Many people dream of starting their own business one day, and if you’re reading this article, there’s a good chance that you’re one of them. Running your own business provides a lot of flexibility, such as being able to work from home or from the beach on your own preferred schedule. Even if you just have a 10-second commute from your bed to your home office, it’s helpful to know that running your own business can bring its own list of stresses and responsibilities. In fact, a recent study showed that the boundaries between work life and personal life become blurred when people run their own businesses and/or work from home.

In a global study, the International Labour Organization (ILO) found that nearly half of all individuals who work from home are stressed, versus a shockingly low 21% of cubicle workers. Those who work from home are also more likely to have insomnia, possibly due in part to those higher stress levels.

So what’s a business owner to do to reduce stress (and sleep better at night)?

First, try not to fret over the future. As the ILO found, many people find themselves trapped in cycles of worry and anxiety when they think about their future career paths. Whether you’re dealing with feelings of isolation while working at home, or worries about how you’ll maintain a successful business on your own, it might be best not to dwell on your worries. Instead, the ILO suggests shifting your focus to the ways you can use modern technology to overcome your obstacles.

#### RECORDED INFORMATION

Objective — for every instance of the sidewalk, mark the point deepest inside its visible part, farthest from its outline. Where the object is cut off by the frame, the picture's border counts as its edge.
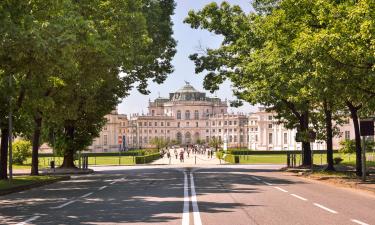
(193, 159)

#### TASK OBJECTIVE
Extend the text on reducing stress for home-based business owners, starting after its final sentence. The listing was drawn from a separate source.

#### TASK ANSWER
For instance, there are many free or low-cost apps and online services readily available to entrepreneurs these days. Video conference calls and instant messaging can be even more convenient communication methods than email, and yes, the good old-fashioned telephone is still available to us if needed. You can combine these technologies with occasional face-to-face visits whenever possible, and utilize performance-based measurement applications.

It’s also important for your business to have the right software. There are many applications and payroll software companies out there. Considering doing payroll on your own without a W2 software solution? Although this is possible, it is tedious and requires meticulous attention to detail. As a business owner, your time is valuable. Rather than wasting several hours each month dealing with these types of stresses, many business owners prefer to opt for a software solution to handle the work for them.

Still need more suggestions for technological solutions to help your new business? recently compiled this great list of some of the top tech tools for entrepreneurs. It’s worth a read, and who knows? It might even help you boost your bottom line!

While you’re working to get your business off the ground, you’ll be juggling many different tasks and wearing many different hats, all at the same time. New business owners must run their business, keep an eye on workflow, handle client relationships, pitch products and services to prospects, and so much more. It’s best to be proactive and plan how you will use technology to assist you with as many of these tasks as possible. By thinking ahead, you can save yourself a lot of stress, plan for continued success, and hopefully avoid burnout.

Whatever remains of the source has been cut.